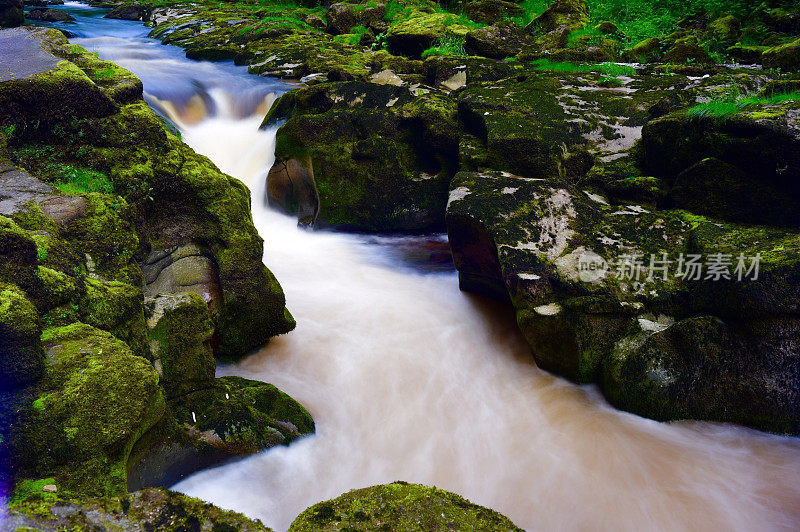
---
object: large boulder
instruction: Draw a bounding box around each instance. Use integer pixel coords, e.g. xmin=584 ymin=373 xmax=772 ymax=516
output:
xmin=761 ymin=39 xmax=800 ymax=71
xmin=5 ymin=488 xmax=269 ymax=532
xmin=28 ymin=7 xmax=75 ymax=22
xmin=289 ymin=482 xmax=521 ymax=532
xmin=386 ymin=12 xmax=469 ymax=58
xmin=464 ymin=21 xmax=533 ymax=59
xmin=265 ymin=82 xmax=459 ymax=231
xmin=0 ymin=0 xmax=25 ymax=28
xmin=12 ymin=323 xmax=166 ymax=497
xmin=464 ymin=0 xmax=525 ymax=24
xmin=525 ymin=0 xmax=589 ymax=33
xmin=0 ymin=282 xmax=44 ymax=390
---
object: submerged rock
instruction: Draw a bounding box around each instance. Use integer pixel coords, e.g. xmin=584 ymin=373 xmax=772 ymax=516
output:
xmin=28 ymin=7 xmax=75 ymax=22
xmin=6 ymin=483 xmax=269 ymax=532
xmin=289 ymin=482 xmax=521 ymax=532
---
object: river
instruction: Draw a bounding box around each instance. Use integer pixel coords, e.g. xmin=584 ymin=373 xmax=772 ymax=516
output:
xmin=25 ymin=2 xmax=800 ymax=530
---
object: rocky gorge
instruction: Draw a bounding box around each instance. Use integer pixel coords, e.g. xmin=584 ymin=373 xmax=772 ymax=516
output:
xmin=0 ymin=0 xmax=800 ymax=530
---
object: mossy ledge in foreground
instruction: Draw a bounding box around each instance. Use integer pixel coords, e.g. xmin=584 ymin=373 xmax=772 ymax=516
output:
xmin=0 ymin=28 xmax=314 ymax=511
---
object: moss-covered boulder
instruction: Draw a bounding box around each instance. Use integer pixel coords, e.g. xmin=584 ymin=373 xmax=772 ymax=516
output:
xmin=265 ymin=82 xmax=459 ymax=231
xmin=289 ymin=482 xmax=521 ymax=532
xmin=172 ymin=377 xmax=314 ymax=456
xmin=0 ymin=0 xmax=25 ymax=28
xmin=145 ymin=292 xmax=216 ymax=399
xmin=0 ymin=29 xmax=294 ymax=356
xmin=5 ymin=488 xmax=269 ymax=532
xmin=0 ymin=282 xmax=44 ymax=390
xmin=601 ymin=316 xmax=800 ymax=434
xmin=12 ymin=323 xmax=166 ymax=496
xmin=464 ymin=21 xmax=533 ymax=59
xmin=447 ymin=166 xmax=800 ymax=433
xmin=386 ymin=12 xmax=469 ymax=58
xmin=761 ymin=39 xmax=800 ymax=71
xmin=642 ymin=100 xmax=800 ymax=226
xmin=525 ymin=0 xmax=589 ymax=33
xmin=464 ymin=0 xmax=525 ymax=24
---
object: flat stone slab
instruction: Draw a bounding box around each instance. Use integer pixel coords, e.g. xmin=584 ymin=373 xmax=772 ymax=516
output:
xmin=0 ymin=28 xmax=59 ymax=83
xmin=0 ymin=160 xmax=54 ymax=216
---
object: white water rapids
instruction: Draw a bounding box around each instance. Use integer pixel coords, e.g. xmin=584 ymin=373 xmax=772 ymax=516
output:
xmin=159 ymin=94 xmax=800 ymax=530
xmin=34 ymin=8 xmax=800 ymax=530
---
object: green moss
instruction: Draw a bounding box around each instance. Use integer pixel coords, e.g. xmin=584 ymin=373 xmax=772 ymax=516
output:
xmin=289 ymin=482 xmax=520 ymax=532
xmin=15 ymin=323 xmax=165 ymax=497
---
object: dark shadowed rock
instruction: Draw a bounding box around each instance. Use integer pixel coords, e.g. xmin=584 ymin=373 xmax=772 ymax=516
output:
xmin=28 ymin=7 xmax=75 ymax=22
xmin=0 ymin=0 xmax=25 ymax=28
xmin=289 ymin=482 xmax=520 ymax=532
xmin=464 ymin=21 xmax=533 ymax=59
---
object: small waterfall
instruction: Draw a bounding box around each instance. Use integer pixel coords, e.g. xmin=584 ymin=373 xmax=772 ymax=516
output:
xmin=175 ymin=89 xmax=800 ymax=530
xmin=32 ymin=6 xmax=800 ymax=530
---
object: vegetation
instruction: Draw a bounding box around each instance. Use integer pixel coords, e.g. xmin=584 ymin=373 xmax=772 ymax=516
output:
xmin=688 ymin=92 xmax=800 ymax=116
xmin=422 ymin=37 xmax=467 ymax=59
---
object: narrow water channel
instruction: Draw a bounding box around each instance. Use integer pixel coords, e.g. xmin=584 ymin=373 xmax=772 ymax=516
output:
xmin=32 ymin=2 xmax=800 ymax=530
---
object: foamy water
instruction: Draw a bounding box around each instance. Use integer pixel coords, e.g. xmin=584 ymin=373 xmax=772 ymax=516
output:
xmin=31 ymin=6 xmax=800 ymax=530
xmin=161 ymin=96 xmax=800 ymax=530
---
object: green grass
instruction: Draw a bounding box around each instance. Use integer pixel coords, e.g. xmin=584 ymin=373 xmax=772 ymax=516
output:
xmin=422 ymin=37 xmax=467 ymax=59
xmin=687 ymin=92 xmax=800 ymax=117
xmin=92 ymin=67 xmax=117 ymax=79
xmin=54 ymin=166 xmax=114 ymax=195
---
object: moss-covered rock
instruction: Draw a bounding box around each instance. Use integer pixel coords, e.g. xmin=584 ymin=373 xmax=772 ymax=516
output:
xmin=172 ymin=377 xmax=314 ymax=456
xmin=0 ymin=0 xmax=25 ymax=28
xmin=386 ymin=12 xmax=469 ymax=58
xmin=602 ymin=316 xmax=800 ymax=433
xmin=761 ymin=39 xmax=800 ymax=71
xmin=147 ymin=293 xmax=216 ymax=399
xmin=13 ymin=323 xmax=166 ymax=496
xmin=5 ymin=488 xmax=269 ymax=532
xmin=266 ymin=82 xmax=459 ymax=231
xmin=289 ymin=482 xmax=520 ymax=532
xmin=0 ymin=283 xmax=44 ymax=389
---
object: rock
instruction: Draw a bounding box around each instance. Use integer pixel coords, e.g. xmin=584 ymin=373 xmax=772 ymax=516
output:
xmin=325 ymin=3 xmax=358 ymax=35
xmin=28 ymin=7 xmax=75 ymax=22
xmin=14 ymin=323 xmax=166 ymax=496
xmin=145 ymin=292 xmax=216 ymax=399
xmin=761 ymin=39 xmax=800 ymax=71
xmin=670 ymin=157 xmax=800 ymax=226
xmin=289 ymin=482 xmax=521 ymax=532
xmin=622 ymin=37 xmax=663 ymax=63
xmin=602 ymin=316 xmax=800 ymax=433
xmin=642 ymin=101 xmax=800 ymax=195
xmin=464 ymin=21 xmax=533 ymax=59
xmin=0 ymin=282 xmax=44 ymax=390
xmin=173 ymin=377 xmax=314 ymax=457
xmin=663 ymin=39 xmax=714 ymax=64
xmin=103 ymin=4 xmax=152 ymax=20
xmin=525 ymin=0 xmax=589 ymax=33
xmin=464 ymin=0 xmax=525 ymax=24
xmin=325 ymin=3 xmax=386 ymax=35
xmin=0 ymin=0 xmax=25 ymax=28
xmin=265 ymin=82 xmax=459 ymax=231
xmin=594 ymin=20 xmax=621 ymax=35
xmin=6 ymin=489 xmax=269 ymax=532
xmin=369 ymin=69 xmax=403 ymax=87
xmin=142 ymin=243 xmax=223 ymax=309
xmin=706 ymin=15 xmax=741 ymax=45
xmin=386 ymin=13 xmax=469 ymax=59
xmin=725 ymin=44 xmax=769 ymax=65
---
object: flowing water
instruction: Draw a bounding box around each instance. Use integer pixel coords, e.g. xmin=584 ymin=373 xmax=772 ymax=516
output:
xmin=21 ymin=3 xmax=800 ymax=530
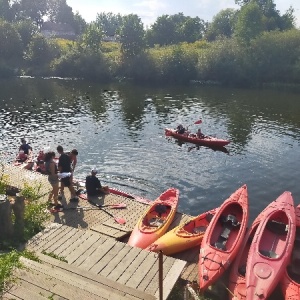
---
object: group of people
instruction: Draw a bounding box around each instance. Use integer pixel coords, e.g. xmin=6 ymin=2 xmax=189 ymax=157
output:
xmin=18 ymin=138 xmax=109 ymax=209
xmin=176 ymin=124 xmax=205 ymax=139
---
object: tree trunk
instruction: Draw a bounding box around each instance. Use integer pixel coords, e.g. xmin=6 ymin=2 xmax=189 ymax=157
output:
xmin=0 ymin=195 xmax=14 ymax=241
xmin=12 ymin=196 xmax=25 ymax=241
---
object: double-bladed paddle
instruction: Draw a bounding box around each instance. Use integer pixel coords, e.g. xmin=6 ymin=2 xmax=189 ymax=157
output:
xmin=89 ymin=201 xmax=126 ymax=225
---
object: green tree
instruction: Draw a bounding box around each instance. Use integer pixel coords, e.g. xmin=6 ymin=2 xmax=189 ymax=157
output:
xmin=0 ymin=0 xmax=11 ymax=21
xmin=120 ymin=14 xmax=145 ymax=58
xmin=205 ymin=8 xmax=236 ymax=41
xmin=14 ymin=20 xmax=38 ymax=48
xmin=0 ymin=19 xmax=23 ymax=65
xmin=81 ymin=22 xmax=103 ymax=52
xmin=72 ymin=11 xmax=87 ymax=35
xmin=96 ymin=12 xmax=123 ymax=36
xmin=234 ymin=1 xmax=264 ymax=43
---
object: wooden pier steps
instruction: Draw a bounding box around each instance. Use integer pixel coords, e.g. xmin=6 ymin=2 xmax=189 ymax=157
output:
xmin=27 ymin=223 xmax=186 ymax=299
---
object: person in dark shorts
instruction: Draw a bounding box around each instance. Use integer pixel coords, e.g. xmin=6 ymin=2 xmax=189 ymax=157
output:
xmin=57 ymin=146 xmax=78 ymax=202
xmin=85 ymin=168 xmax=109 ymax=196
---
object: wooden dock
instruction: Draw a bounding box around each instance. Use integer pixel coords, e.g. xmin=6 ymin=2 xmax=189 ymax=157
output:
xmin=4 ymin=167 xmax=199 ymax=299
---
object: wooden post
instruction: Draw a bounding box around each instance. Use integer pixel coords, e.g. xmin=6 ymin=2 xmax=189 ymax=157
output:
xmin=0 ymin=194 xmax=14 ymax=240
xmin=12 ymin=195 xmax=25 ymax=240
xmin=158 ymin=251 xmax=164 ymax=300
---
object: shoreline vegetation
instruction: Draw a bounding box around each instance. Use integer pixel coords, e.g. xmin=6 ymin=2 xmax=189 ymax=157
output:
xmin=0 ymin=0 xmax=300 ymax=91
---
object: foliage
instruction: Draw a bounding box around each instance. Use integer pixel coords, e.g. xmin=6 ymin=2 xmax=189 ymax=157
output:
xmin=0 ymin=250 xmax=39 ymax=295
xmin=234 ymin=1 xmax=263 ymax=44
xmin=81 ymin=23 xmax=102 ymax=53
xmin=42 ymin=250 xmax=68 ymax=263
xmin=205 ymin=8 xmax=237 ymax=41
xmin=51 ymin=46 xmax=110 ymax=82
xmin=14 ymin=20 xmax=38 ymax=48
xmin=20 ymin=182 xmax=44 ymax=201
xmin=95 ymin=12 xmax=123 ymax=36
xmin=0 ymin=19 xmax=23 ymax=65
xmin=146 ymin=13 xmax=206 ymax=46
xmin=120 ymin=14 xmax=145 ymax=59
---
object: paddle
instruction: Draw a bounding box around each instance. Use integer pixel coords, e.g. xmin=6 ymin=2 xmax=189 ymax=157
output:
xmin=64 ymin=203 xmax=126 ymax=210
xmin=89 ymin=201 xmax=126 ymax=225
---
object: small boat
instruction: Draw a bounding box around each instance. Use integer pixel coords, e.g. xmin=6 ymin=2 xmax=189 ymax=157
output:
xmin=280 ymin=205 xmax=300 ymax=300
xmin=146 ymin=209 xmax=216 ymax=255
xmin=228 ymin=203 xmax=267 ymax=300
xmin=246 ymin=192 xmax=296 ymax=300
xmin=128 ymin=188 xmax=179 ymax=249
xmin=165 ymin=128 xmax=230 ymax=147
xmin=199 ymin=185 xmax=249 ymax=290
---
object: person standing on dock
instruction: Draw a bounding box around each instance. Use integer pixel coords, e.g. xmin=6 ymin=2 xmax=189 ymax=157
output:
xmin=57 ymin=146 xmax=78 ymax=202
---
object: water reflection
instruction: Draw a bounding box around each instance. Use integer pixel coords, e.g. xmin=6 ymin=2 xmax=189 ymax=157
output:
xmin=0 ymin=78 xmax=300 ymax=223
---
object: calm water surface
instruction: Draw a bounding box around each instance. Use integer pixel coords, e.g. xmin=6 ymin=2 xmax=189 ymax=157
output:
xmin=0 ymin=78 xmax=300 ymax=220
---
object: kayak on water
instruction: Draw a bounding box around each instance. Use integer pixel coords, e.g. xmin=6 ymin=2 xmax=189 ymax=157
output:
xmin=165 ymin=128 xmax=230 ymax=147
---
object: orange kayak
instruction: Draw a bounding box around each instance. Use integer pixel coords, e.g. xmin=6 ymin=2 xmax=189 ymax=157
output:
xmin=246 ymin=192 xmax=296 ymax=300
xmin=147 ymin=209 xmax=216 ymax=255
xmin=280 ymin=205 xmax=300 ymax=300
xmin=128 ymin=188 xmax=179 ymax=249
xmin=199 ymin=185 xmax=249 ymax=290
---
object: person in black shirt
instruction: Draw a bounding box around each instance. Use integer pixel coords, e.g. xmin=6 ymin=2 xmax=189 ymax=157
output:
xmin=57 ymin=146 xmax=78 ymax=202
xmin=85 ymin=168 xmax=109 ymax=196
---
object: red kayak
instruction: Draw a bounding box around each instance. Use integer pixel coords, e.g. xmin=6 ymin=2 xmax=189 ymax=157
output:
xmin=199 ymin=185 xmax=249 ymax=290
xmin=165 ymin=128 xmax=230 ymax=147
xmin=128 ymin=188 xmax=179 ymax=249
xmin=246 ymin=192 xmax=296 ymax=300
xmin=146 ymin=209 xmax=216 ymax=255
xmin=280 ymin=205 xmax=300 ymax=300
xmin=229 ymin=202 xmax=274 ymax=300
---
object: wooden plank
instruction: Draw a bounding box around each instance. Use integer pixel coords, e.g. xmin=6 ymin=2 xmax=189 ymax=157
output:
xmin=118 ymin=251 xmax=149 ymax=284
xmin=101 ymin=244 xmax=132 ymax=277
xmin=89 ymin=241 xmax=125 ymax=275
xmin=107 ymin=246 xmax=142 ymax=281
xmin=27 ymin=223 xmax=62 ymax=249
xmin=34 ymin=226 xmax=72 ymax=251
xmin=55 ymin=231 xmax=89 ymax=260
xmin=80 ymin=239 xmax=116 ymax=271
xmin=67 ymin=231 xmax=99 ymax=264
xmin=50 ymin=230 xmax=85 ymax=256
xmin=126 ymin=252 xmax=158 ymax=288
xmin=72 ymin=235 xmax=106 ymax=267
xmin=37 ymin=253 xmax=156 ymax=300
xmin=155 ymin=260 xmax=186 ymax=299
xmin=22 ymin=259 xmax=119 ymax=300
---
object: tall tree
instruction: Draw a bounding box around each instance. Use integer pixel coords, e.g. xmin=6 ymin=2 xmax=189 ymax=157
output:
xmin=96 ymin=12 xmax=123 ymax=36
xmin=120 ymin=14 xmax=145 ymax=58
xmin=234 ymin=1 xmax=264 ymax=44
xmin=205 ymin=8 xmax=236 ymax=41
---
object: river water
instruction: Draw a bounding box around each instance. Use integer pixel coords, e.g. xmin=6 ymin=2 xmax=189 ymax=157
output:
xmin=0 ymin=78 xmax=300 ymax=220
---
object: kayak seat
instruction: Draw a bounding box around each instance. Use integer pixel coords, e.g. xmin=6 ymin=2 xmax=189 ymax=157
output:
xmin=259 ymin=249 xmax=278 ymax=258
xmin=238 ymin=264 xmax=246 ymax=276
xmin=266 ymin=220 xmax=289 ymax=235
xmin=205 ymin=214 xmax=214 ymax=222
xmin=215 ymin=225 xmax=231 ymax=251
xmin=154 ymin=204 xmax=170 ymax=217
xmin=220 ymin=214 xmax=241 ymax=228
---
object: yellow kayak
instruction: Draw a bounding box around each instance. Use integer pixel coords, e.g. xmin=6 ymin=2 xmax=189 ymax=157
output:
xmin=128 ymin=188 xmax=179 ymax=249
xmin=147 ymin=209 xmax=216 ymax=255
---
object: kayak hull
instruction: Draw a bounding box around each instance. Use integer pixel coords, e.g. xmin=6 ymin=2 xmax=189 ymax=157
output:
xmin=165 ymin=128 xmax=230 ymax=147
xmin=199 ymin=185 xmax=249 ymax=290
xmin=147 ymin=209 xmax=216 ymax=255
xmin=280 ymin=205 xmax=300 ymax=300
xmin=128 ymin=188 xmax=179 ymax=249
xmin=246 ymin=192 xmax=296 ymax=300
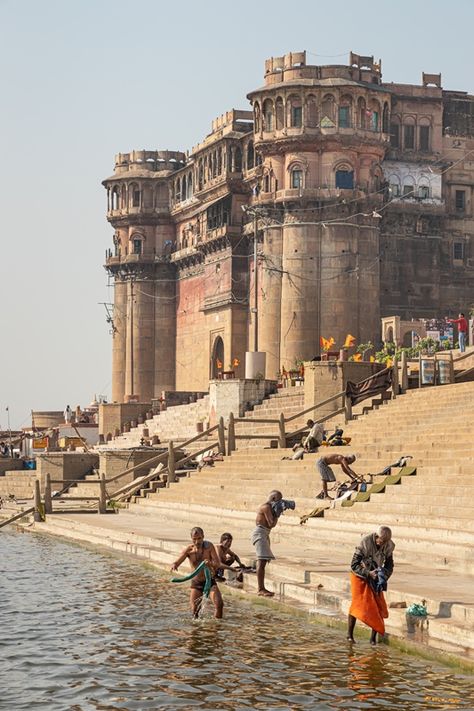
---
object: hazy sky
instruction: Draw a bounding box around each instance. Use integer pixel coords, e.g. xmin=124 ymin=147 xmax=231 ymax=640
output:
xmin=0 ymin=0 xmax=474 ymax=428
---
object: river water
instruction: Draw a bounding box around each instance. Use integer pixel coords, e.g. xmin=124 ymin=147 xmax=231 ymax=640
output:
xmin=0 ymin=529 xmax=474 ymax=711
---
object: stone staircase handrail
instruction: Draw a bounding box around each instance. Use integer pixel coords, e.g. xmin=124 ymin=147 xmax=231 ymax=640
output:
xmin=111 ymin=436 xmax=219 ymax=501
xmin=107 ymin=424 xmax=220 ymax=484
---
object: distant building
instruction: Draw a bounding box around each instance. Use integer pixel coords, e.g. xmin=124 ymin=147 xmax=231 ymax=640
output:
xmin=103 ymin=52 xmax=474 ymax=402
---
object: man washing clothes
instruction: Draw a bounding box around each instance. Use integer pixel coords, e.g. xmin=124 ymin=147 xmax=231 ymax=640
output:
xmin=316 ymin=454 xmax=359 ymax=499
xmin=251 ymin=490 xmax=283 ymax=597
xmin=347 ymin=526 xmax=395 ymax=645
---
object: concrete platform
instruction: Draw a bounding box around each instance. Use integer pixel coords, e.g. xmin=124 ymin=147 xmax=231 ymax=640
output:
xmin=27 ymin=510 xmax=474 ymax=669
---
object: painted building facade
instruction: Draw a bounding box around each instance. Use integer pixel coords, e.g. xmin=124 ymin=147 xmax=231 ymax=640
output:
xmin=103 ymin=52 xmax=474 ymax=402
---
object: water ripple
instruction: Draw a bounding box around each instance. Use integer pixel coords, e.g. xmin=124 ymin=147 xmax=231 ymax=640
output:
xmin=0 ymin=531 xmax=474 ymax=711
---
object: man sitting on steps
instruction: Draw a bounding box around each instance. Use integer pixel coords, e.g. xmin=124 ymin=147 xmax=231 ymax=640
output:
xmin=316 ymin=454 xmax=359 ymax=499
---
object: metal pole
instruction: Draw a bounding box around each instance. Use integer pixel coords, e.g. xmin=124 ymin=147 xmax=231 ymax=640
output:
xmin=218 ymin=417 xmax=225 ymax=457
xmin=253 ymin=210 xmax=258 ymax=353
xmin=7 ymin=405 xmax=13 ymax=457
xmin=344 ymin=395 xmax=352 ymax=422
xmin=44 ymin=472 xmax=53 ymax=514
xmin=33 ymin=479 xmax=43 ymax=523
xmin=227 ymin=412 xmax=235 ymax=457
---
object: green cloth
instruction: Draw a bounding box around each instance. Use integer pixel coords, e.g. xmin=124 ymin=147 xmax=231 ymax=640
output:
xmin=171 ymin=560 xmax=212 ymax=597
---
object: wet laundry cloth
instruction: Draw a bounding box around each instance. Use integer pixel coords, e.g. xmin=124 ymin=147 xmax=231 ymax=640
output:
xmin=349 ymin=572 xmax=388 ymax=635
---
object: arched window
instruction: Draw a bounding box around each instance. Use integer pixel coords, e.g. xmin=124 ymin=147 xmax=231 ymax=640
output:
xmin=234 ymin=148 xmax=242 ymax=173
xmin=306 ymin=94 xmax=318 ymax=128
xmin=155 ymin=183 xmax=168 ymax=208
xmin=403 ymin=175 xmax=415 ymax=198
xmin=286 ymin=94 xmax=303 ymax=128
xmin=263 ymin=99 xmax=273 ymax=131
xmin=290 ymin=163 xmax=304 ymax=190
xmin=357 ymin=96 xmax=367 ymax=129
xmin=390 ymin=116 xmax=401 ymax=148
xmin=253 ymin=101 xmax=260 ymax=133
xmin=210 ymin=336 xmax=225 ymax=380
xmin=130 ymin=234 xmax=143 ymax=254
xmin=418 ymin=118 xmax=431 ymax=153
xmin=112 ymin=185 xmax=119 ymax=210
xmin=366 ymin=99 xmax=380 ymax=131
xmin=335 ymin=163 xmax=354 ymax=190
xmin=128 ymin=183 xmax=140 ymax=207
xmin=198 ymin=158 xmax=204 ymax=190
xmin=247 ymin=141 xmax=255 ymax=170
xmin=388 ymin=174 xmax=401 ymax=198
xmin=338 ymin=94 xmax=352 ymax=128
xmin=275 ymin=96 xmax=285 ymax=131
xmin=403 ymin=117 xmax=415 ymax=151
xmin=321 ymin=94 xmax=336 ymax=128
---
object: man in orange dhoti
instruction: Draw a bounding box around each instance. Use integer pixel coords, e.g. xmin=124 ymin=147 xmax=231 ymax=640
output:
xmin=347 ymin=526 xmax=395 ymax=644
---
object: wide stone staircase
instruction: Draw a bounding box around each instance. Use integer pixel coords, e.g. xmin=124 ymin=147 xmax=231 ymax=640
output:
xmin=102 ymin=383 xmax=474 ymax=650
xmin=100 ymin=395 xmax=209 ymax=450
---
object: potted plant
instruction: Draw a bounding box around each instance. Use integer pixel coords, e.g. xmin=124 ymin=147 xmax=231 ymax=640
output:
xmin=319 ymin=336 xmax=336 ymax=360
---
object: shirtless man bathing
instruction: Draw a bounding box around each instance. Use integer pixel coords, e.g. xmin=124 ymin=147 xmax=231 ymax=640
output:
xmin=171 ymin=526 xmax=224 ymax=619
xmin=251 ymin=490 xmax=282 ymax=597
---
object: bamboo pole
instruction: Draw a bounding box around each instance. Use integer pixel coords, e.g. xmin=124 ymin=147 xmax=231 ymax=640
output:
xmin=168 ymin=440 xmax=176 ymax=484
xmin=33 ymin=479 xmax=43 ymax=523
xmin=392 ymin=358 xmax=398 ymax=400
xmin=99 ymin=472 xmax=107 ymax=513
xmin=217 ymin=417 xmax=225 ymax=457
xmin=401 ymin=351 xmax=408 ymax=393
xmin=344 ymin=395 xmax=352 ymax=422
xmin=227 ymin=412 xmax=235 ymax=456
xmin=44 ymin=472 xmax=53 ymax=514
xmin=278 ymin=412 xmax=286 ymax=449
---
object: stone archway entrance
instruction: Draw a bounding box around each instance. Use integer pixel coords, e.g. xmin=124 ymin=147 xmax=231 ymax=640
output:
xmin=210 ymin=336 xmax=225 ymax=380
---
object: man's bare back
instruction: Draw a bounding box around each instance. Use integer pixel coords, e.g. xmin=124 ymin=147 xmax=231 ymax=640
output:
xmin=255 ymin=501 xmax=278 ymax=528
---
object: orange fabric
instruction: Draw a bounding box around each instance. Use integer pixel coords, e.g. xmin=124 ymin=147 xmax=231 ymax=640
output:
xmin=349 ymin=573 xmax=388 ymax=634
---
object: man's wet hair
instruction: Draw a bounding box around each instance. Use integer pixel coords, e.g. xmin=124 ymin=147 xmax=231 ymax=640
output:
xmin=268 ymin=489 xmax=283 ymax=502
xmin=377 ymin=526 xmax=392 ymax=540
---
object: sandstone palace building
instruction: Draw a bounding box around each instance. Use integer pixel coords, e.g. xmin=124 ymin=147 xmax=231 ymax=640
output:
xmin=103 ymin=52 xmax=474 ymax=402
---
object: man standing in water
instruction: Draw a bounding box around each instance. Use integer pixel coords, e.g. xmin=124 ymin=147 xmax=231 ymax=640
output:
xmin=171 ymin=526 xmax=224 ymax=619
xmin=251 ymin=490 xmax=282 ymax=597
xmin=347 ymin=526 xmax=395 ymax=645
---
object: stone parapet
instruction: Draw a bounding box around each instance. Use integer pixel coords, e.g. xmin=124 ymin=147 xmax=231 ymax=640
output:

..........

Reproduce the records word for word, beginning at the start and stopping after the line that contains "xmin=0 ymin=28 xmax=314 ymax=511". Leave the pictures out.

---
object: large boulder
instruction: Draw a bounding box around each instance. Use integer pixel coords, e.g. xmin=584 ymin=373 xmax=772 ymax=516
output:
xmin=761 ymin=39 xmax=800 ymax=71
xmin=5 ymin=488 xmax=269 ymax=532
xmin=28 ymin=7 xmax=75 ymax=22
xmin=289 ymin=482 xmax=521 ymax=532
xmin=386 ymin=12 xmax=469 ymax=58
xmin=464 ymin=21 xmax=533 ymax=59
xmin=265 ymin=82 xmax=459 ymax=231
xmin=0 ymin=0 xmax=25 ymax=28
xmin=12 ymin=323 xmax=166 ymax=497
xmin=464 ymin=0 xmax=525 ymax=24
xmin=525 ymin=0 xmax=589 ymax=33
xmin=0 ymin=282 xmax=44 ymax=390
---
object: submerged rock
instruction: Draw a bounding box around each instance. Use integer pixel coords, e.g. xmin=584 ymin=373 xmax=772 ymax=516
output:
xmin=28 ymin=7 xmax=75 ymax=22
xmin=6 ymin=483 xmax=269 ymax=532
xmin=289 ymin=482 xmax=521 ymax=532
---
object: river
instruction: Draw a bounding box around each instance. Use integer pixel coords, e.g. xmin=584 ymin=373 xmax=772 ymax=516
output:
xmin=25 ymin=2 xmax=800 ymax=530
---
object: rocky gorge
instruction: Draw a bounding box around each instance. Use integer pixel coords, e.g. xmin=584 ymin=373 xmax=772 ymax=516
output:
xmin=0 ymin=0 xmax=800 ymax=530
---
object: mossy ledge in foreground
instruction: Draw a bounding box around each instance. Use integer pixel coords, e.g. xmin=584 ymin=373 xmax=772 ymax=516
output:
xmin=0 ymin=28 xmax=314 ymax=511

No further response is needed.